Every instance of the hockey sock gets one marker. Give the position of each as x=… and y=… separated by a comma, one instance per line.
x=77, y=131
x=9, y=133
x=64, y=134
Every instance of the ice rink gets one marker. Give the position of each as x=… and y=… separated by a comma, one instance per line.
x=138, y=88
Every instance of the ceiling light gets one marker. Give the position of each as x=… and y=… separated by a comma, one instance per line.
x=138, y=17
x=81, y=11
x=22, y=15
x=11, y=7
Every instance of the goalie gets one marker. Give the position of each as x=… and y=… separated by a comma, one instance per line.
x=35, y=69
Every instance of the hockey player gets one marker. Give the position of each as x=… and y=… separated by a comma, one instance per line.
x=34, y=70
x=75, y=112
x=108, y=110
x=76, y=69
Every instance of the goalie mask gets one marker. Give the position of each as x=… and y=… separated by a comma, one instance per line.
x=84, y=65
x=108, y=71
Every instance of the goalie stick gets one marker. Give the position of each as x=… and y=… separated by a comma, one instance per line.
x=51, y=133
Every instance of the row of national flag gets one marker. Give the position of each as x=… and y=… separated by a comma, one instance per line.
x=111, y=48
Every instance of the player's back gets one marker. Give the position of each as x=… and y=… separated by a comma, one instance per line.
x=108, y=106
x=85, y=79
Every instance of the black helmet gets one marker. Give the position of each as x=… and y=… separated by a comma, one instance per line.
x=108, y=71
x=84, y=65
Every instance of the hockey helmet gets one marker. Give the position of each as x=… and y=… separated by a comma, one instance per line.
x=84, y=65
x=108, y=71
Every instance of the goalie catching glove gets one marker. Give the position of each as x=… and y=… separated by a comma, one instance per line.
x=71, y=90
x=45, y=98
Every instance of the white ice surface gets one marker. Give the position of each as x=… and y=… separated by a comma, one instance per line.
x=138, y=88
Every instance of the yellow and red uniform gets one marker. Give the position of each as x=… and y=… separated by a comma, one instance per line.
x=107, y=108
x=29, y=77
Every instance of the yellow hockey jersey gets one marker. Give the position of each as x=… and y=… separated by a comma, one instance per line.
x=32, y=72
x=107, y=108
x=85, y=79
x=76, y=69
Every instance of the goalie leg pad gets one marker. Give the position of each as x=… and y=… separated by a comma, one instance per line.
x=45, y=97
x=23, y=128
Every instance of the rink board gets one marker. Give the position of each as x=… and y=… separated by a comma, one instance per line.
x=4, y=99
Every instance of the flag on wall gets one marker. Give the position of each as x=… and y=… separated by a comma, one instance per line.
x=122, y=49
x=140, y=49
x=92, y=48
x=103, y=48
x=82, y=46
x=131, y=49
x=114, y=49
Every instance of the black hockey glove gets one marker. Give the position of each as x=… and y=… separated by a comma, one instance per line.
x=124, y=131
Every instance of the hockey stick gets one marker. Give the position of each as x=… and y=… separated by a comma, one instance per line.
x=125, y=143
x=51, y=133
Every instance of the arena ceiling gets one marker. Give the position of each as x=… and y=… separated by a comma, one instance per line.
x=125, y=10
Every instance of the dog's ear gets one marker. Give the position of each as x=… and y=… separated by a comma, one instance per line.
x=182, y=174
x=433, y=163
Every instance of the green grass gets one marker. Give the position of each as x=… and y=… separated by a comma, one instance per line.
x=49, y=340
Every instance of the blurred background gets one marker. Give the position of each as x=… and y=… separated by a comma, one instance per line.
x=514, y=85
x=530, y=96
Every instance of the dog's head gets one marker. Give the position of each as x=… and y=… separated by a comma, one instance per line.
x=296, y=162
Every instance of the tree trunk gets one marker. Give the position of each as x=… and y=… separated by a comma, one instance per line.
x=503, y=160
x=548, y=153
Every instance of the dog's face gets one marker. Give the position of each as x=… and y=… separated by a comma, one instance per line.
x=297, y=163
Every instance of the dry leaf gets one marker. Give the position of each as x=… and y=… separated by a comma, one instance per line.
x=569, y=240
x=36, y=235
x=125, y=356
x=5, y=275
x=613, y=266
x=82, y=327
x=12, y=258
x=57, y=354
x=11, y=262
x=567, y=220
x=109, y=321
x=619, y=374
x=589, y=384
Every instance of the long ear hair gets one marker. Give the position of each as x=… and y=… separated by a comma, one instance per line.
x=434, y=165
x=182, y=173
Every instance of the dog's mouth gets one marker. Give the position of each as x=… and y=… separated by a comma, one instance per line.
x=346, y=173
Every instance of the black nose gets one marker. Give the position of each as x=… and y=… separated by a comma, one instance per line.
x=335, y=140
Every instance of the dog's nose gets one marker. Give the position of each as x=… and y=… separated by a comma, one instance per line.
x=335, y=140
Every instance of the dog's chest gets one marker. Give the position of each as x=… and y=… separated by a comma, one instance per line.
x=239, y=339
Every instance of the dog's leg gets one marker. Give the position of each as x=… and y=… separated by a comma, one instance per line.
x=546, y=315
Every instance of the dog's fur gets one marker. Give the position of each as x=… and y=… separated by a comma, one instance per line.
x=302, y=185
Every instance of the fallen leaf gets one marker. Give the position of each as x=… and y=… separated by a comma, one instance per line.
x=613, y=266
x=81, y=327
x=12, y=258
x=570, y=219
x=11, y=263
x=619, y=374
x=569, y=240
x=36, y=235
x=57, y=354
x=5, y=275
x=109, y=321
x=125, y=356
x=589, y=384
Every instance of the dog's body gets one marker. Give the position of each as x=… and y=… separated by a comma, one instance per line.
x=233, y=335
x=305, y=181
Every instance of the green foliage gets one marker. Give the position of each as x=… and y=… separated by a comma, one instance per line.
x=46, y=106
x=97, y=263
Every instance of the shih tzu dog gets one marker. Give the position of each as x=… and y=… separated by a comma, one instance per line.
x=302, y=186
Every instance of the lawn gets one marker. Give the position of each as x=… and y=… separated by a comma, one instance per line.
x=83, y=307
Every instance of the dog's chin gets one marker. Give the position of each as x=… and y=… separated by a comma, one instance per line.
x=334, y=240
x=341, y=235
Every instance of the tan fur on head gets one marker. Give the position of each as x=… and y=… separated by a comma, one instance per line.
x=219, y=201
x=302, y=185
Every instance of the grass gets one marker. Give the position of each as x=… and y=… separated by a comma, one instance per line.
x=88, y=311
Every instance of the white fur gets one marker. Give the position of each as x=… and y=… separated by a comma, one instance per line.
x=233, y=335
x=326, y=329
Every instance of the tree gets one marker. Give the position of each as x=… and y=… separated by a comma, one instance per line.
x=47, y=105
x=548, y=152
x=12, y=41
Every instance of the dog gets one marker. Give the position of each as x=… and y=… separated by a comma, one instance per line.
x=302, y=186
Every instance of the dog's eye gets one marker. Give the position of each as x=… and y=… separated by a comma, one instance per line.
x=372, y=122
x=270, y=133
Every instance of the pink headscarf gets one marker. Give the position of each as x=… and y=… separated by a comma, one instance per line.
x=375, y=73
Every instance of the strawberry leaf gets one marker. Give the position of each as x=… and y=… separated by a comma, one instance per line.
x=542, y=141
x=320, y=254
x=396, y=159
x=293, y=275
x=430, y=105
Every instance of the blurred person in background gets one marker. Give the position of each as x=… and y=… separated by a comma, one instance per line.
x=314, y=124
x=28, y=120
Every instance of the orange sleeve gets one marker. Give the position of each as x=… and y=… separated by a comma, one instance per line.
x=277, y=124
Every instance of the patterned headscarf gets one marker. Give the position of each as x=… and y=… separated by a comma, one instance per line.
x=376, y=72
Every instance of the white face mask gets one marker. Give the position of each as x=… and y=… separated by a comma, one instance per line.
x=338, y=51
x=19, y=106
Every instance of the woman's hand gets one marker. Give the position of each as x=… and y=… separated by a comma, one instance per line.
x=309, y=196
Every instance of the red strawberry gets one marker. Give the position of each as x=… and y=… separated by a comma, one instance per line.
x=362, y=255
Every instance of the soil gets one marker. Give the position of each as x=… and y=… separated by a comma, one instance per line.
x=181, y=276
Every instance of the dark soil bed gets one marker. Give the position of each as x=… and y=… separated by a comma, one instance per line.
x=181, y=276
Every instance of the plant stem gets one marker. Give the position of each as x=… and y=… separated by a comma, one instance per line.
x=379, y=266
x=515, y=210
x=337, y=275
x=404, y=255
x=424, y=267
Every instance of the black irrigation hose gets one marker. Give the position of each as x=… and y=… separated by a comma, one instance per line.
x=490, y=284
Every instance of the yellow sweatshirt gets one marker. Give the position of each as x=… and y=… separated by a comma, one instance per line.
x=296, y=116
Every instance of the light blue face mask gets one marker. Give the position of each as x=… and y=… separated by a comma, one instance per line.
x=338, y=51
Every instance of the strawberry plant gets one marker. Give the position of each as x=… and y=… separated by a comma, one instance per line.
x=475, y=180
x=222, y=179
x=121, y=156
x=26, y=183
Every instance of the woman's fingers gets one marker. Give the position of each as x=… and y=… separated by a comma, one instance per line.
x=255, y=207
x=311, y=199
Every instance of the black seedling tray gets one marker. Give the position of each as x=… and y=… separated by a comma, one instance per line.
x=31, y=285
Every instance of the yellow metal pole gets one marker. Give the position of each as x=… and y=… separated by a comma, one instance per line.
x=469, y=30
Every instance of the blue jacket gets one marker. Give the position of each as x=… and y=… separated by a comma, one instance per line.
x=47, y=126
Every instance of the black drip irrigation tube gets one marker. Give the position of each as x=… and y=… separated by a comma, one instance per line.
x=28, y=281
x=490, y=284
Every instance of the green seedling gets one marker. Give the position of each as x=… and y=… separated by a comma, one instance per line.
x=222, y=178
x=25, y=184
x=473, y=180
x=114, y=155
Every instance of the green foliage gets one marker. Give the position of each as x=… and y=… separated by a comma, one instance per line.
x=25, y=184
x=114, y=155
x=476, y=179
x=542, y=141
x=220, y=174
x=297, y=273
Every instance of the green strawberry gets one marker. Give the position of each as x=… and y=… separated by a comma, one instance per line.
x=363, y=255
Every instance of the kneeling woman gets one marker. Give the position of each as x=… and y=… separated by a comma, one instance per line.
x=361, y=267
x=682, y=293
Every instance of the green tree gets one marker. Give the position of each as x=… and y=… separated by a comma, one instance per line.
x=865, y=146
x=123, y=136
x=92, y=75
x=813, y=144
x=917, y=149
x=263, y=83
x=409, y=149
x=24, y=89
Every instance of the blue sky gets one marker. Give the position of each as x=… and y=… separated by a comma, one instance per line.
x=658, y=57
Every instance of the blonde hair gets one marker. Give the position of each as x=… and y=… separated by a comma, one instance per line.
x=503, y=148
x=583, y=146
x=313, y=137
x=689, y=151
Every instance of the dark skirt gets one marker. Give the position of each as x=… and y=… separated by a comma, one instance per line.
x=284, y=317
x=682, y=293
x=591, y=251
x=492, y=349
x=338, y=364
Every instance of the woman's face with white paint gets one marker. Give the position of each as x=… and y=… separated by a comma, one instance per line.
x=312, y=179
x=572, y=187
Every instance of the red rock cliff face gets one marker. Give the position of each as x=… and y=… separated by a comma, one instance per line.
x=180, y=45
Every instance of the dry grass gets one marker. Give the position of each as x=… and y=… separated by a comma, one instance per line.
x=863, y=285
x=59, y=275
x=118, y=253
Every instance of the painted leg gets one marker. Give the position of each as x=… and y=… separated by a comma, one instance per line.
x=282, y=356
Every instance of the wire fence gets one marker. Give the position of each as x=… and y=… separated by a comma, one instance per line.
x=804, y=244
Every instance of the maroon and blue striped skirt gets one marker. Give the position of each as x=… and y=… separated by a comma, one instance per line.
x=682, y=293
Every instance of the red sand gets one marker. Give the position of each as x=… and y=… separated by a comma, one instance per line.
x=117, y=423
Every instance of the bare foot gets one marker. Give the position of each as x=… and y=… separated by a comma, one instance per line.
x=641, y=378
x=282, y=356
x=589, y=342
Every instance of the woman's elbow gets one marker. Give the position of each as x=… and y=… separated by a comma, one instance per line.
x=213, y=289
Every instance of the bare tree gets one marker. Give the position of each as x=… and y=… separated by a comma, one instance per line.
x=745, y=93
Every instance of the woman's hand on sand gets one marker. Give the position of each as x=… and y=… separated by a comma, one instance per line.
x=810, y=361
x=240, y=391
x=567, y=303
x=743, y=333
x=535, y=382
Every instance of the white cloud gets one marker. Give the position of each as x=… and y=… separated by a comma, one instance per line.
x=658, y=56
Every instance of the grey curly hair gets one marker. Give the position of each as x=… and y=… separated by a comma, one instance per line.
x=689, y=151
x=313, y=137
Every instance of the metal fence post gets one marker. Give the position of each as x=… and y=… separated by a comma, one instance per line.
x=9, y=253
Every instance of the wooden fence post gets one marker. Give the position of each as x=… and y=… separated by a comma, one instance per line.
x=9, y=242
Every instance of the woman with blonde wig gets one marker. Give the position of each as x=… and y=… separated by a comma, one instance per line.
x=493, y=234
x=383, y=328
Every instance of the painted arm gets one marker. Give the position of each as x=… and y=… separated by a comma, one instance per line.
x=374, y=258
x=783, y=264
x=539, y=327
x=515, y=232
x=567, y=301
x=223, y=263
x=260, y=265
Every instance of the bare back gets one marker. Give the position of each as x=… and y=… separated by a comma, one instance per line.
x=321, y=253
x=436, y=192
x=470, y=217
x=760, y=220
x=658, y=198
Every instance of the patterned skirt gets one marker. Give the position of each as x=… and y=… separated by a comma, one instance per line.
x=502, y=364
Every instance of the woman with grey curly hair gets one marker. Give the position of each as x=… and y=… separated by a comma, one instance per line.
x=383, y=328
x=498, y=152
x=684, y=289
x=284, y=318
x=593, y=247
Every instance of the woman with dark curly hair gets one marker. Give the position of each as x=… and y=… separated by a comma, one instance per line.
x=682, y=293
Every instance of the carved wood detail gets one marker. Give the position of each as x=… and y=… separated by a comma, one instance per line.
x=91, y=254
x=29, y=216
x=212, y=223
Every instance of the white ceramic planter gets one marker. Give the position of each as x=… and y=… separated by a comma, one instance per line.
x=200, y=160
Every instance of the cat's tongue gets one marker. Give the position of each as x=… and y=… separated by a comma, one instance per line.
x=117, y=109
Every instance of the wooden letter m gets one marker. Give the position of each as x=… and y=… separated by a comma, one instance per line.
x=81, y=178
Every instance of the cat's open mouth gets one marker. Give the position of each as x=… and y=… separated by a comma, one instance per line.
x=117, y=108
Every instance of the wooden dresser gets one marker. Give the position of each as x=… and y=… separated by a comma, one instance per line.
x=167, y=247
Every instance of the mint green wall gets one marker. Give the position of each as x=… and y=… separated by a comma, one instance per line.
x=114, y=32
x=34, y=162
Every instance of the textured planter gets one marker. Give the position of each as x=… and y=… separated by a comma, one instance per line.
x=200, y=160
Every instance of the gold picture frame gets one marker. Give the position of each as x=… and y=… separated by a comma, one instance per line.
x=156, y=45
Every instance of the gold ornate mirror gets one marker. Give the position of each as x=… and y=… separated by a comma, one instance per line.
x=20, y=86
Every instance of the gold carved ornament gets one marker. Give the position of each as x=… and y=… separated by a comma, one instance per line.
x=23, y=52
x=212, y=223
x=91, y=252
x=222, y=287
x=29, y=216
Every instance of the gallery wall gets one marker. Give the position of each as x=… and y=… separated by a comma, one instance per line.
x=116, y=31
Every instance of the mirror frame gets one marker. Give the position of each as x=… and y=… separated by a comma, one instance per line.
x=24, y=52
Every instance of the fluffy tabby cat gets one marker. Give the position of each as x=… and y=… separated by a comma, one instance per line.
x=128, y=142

-----

Instructions to follow
Convert the records from the line containing "Every instance of the woman with blonde" through the line containing "x=593, y=247" into a two-column CSV with the headers instruction and points. Give one row per record, with its text under instruction and its answer under points, wrapping every field in double quotes and replacing line breaks with spaces.

Output of the exercise
instruction,points
"Every instance of the woman with blonde wig gets one marker. Give the position of each as x=… and y=… separated by a comma, one instance per line.","x=493, y=234 x=383, y=328"
"Every instance of the painted arm gets one marker. Give the position of each as x=… and y=… separated by a comma, one instance per line.","x=374, y=258 x=783, y=264 x=539, y=327 x=515, y=232 x=567, y=301 x=223, y=263 x=260, y=265"
"Every instance of the bare back gets one marker. Give the position of each as x=… and y=… separated by a comma, one instance per line.","x=321, y=253 x=436, y=192 x=470, y=217 x=760, y=220 x=658, y=198"
"Every instance of the patterned skirt gets one marker. Give the position of each as x=… and y=… separated by a comma, one instance per line.","x=502, y=364"
"Every instance of the woman with grey curly hair gets one marker. Give the position of each as x=… and y=… separated by a comma, one instance per line.","x=383, y=328 x=498, y=152 x=684, y=289 x=284, y=318 x=593, y=247"